[Point localization data]
****
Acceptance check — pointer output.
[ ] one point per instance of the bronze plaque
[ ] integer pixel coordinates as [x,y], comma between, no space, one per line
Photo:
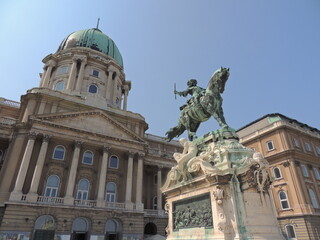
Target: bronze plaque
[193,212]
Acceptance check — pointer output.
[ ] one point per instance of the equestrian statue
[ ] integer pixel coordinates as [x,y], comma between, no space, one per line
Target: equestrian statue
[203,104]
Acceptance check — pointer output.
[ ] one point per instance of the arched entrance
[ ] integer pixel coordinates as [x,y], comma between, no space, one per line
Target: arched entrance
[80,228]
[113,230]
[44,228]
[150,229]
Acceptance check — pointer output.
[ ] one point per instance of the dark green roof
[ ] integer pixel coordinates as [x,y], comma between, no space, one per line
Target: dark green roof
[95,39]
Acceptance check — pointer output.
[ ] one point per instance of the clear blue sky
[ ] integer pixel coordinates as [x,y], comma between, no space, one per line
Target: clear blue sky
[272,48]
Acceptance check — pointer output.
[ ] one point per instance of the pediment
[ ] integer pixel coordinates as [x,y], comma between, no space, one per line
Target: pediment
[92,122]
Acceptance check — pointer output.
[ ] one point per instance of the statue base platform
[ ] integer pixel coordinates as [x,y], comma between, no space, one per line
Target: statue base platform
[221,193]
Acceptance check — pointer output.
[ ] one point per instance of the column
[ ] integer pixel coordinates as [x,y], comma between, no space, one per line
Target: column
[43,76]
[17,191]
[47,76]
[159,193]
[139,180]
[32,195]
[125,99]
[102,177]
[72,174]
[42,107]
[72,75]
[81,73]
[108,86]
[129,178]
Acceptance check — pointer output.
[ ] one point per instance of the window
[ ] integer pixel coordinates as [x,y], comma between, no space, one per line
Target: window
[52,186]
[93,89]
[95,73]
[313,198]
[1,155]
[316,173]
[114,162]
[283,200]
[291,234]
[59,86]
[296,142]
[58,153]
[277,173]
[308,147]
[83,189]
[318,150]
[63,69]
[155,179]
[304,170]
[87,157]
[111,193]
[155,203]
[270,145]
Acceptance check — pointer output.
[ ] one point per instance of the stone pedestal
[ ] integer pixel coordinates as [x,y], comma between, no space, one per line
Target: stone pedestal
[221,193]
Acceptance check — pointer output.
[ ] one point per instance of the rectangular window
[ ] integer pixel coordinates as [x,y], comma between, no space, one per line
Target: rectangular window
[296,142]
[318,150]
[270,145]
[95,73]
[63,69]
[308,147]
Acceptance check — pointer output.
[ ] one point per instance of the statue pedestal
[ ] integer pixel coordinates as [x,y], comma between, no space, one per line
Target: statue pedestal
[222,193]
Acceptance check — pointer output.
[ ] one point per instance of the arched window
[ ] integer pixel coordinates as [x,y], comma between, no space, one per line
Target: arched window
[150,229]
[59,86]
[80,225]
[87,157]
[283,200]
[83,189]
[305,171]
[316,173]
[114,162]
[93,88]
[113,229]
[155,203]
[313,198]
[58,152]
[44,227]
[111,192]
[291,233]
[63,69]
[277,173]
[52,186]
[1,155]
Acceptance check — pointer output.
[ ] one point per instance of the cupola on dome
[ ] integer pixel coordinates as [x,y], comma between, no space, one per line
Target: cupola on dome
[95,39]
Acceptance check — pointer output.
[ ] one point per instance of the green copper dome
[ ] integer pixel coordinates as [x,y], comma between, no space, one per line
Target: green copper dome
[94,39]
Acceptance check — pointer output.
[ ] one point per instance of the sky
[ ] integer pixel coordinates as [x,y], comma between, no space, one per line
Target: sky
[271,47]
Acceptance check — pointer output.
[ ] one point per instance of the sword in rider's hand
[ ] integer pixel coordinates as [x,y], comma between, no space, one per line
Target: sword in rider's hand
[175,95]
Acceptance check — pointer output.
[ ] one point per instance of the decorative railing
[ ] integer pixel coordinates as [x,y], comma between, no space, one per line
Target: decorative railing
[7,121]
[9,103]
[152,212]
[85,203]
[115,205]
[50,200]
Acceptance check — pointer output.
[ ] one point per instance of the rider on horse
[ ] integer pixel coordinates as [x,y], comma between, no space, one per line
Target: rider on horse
****
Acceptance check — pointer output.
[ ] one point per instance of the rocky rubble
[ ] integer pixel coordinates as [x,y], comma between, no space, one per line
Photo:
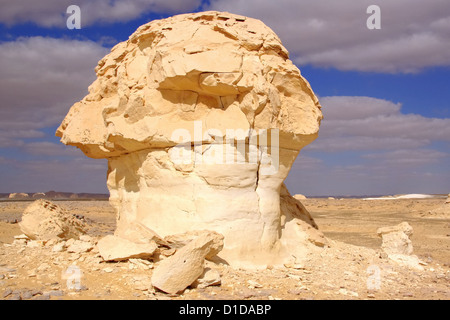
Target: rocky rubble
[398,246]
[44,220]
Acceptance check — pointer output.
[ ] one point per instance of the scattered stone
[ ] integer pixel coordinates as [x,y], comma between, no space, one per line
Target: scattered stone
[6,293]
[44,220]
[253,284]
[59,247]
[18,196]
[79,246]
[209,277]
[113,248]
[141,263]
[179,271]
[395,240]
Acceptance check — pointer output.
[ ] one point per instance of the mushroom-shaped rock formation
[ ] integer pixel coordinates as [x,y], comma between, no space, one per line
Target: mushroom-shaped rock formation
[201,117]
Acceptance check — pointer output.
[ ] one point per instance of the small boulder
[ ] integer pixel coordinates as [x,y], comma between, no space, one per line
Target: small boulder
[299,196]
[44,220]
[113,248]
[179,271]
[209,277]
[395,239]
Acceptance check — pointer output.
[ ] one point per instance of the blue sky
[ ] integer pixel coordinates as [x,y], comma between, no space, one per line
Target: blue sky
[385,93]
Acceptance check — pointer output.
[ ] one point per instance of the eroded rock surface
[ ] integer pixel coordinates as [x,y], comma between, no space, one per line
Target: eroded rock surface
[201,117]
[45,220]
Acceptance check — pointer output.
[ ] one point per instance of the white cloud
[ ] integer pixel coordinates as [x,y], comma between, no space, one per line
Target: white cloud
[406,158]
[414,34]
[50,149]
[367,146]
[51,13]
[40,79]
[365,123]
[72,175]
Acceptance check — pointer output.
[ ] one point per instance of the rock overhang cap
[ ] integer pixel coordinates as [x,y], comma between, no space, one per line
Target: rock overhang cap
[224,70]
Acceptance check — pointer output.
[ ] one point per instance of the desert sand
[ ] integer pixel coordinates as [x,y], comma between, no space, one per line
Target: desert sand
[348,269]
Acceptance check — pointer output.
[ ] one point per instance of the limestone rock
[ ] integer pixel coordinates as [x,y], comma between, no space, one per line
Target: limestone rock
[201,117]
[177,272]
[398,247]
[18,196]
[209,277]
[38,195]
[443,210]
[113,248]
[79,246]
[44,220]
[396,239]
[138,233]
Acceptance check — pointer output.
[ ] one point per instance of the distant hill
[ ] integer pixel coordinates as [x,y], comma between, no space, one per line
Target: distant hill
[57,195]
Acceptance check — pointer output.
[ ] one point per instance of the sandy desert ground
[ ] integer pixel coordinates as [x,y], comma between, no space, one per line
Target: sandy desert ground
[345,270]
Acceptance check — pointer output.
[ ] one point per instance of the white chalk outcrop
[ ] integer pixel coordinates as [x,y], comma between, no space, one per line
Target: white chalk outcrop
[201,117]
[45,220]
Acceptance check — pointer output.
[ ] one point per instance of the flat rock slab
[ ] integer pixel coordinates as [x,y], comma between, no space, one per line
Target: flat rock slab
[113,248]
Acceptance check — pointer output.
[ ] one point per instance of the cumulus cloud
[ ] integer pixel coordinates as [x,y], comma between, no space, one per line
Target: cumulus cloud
****
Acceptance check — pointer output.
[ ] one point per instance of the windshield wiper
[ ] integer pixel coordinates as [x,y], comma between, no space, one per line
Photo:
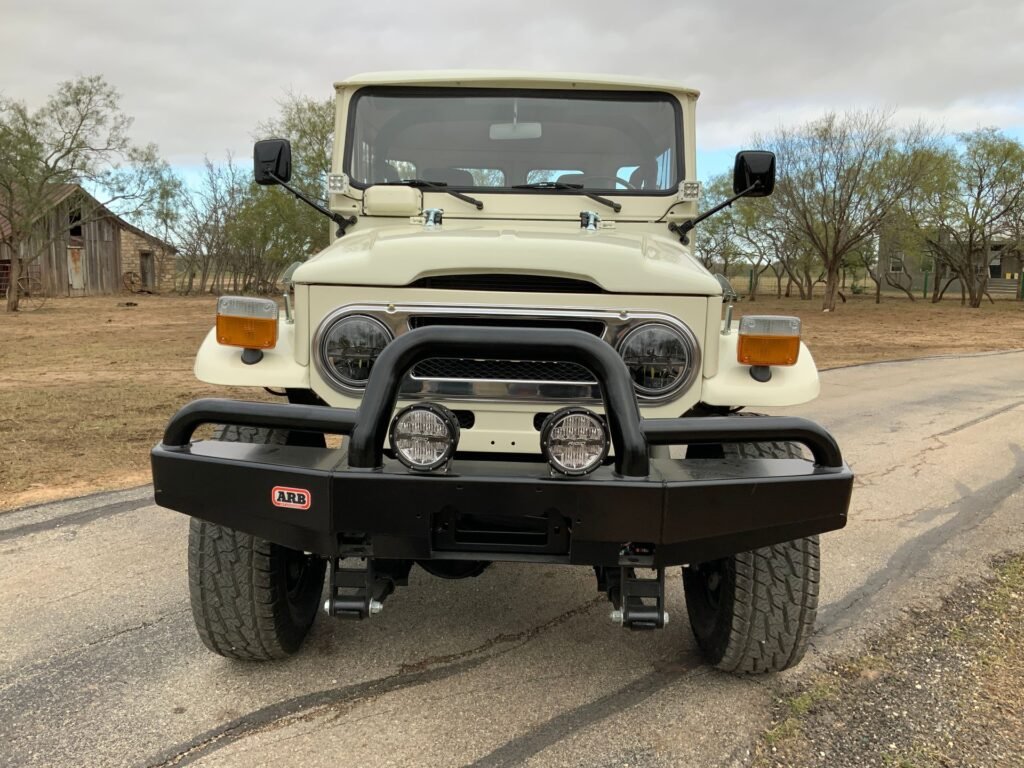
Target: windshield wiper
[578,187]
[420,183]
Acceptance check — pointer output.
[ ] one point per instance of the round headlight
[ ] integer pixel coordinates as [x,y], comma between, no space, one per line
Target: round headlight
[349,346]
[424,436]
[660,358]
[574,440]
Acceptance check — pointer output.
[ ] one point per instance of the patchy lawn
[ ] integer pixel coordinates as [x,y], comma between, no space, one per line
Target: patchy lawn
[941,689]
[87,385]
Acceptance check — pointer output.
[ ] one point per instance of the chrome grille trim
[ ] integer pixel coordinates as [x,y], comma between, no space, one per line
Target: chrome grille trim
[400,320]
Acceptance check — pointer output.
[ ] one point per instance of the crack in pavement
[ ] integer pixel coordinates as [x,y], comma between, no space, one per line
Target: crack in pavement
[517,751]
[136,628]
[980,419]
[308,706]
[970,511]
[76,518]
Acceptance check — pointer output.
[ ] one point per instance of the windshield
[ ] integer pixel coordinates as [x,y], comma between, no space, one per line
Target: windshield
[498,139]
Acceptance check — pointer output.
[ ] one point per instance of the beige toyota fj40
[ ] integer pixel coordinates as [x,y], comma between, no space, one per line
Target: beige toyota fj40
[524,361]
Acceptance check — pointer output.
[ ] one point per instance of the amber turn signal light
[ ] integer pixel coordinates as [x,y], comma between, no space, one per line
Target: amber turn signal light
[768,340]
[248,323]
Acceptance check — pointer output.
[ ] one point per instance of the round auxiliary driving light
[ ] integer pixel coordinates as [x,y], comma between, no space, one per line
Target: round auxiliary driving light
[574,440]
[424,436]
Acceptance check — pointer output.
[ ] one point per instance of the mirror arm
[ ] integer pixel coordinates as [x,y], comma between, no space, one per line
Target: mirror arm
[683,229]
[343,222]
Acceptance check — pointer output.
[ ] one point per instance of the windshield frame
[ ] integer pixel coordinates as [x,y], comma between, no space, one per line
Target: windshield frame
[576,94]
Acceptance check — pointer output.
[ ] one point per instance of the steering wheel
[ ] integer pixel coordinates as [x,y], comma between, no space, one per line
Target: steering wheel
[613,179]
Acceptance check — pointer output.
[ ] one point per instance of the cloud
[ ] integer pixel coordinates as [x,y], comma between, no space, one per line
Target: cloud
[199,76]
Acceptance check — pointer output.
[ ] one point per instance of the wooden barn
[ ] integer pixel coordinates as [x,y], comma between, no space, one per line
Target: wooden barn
****
### [What you need to do]
Output the lines of the records above exactly as they appear, from the line containing "Target: scattered stone" through the line containing "[ ] one point per instance of the eroded".

### [Expected answer]
Target: scattered stone
[6,293]
[44,220]
[253,284]
[59,247]
[18,196]
[79,246]
[209,277]
[113,248]
[141,263]
[179,271]
[395,240]
Acceptance check — pointer output.
[ ] one point per instance of the mushroom-shaped rock formation
[ ] integer pixel coordinates as [x,y], comma between, no space, one per line
Target: mushroom-shaped rock formation
[201,117]
Acceptance check — pointer output.
[ ] one point per instance of the small boulder
[ ] integer pixel coordinates as [x,y], comma between, no space, one per line
Target: small boulder
[299,196]
[44,220]
[113,248]
[179,271]
[209,277]
[395,239]
Acceptance check — pointer output.
[ ] one point per instance of the blue sky
[ ] integer pixel coordinates as [x,y], comma between, no space, one per line
Target: blue sky
[385,93]
Acceptance check — pointer output.
[ ] one point per instance of the eroded rock surface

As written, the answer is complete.